>> Begin Record extracts

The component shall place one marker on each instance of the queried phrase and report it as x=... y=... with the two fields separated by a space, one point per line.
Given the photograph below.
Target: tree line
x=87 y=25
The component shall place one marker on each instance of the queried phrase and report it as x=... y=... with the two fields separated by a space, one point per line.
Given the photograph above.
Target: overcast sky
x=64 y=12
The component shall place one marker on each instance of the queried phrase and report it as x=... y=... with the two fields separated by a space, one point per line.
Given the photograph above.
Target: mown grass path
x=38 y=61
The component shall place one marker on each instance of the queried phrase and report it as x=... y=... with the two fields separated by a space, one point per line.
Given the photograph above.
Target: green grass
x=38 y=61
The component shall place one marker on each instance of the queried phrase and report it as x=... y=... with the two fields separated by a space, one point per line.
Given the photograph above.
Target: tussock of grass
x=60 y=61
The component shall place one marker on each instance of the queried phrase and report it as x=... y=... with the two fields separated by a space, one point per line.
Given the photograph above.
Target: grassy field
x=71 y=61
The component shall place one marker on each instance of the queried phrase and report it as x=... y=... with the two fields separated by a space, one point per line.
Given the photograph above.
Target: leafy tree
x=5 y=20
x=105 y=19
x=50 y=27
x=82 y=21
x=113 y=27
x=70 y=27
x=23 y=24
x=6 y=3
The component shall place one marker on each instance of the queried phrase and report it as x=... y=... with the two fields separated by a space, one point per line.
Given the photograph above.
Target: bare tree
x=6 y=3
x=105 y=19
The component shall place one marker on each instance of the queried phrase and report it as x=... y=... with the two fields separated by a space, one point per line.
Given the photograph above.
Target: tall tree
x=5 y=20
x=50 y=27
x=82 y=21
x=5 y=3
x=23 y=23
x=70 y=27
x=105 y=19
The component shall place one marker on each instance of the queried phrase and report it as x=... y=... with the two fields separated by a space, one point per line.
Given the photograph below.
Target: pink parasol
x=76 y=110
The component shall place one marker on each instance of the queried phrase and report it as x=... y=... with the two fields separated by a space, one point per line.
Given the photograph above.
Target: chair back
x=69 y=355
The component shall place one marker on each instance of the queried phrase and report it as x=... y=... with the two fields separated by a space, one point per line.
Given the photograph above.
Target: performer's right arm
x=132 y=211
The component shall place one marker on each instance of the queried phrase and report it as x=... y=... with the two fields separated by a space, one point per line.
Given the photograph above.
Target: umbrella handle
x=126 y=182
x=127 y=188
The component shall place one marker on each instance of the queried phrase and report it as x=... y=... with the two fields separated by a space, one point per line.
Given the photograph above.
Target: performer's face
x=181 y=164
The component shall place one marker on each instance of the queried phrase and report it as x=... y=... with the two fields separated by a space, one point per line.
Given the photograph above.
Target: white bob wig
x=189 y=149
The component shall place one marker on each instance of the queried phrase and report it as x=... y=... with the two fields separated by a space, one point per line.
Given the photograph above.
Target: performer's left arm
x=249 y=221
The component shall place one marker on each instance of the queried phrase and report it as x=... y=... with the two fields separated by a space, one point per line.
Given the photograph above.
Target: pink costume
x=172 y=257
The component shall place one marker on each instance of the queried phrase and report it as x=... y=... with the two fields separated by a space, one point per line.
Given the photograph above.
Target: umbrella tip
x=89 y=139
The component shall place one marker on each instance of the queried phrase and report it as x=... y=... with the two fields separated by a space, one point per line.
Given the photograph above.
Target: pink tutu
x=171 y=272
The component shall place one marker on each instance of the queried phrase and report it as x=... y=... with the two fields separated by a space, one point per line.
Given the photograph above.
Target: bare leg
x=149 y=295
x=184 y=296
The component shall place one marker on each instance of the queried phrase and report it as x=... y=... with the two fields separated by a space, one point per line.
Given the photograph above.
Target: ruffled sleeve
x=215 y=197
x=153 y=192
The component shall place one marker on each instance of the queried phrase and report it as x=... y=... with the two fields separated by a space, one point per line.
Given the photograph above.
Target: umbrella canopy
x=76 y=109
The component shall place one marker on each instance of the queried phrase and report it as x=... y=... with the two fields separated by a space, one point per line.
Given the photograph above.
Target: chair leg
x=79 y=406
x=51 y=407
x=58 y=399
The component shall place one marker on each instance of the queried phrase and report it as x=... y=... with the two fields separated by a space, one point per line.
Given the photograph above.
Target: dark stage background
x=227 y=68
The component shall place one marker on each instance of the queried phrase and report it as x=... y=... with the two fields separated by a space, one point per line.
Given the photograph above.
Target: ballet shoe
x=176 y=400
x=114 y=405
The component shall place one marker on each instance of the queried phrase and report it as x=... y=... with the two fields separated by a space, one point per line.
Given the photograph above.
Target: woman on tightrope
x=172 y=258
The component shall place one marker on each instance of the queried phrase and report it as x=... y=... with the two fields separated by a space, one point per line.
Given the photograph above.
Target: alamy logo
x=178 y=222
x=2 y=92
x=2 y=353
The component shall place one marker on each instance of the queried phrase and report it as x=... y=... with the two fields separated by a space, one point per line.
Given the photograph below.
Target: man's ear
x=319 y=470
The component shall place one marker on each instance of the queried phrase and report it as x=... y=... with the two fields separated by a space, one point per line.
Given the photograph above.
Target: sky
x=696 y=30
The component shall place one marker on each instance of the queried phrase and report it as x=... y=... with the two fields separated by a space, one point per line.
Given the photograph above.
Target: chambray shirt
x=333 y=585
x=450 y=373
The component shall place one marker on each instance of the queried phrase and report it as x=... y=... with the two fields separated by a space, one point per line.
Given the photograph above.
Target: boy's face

>> End Record extracts

Task goal:
Gather every line in the records that contains the string "performer" and copy each one out. Treat case as significant.

Solution to this exercise:
Target: performer's right arm
Target: performer's face
Target: performer's left arm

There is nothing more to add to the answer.